▶ [TEXT PROVIDED]:

For reference the whole area they are in is plagued with nightmares and ill omens. They have tracked it to this stone circle and have committed to fixing this evil. They have after days of work uprooted six 6ft tall stones under which were the torques and the larger 9ft center stone that was standing on the trap door.

I provided the players with the following reference image of a torque. And when describing them noted the width of the gap which was exactly the same distance the divots in the stone trap door were apart.


The description of the "hinge" was a beveled cut on the back of one side of trap door "Which looks like it could act as a hinge". Which was yet another attempt on my part to say "It could be this" with out saying. "This is a trap door. It has a great big set of hinges on one side and a keyhole in the middle."

▶ [EXERCISE DIRECTIONS]:
Continue the account of the stone circle and its stone trap door, starting after its final sentence. The entries that follow are unrelated to the account of the stone circle.

▶ [EXCERPTED DATA]:
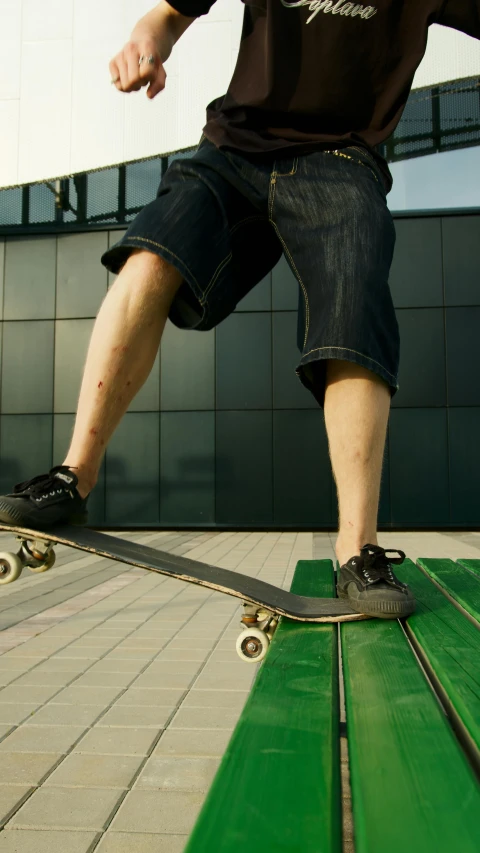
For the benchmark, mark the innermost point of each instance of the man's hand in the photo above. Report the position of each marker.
(129, 76)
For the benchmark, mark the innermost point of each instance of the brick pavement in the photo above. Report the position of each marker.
(120, 688)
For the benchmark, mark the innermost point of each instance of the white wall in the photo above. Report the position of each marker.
(60, 115)
(437, 182)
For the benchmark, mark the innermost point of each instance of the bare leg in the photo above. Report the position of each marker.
(357, 405)
(122, 350)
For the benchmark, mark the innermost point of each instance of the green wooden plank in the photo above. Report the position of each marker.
(461, 585)
(412, 787)
(449, 645)
(278, 785)
(471, 565)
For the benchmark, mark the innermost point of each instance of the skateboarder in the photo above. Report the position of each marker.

▶ [ANSWER TO THE TASK]:
"What sort of person constructs a magical trapdoor with a permanent magical trap and then hides the actual key under a nearby rock like it's an AirBnB? If this was built by some ancient high precursor civilisation the key would be buried deeper than just being under a rock, and if instead it was built by some powerful spellcaster, surely they'd just take the keys with them or hide them in a demiplane or something."

The same sort of BBEG that has a secret backdoor tunnel into their "super secure" lair. Admittedly these rocks weigh a few tons and do require a little bit of effort to shift. I would like to suggest that if the key was hidden away in a remote land, or kept in a different dimension to ensure the security of the dungeon it might make the unlocking the door a little bit too difficult. ;) Could I have introduced a "find the key" quest? I guess, but no body even knew this trap door was under the huge standing stone as it has been there about 3000+ years, so who would know where the key might be?

"Which suggests to me you're not giving players much context in your descriptions because the way I would describe that would be "about 40' down, you see the coin you threw in, which is glowing on a solid stone floor"

Thanks for this. I will endeavor to get better at describing the world for my players. Obviously I am leaving them in the dark too much without intending to.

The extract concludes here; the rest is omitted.